AIM OF THE TASK
Each line from the one containing "point: the bare" to the end of the entries below must be restated exactly, and no other line should appear.

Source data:
.....

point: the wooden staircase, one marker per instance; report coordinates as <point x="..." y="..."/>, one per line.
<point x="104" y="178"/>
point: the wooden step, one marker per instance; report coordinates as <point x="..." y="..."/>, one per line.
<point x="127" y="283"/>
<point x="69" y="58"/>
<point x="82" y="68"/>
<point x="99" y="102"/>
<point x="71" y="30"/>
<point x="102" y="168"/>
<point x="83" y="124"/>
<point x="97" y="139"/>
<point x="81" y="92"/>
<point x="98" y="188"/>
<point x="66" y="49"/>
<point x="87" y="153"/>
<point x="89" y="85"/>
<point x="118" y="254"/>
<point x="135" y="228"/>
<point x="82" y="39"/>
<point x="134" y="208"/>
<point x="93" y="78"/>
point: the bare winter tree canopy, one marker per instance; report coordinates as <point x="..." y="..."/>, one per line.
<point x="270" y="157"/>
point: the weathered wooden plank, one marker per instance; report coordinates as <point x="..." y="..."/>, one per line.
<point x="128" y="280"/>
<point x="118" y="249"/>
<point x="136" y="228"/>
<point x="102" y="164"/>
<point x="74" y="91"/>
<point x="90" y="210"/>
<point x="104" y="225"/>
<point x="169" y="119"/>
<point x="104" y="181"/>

.....

WRITTEN RESPONSE
point: the bare winter tree canopy, one marker per instance; report coordinates as <point x="..." y="..."/>, one per line.
<point x="270" y="157"/>
point: the weathered wooden plank, one marker per instance; report coordinates as <point x="..." y="..."/>, one per line.
<point x="128" y="280"/>
<point x="118" y="249"/>
<point x="136" y="228"/>
<point x="102" y="164"/>
<point x="74" y="91"/>
<point x="90" y="210"/>
<point x="104" y="225"/>
<point x="169" y="119"/>
<point x="104" y="181"/>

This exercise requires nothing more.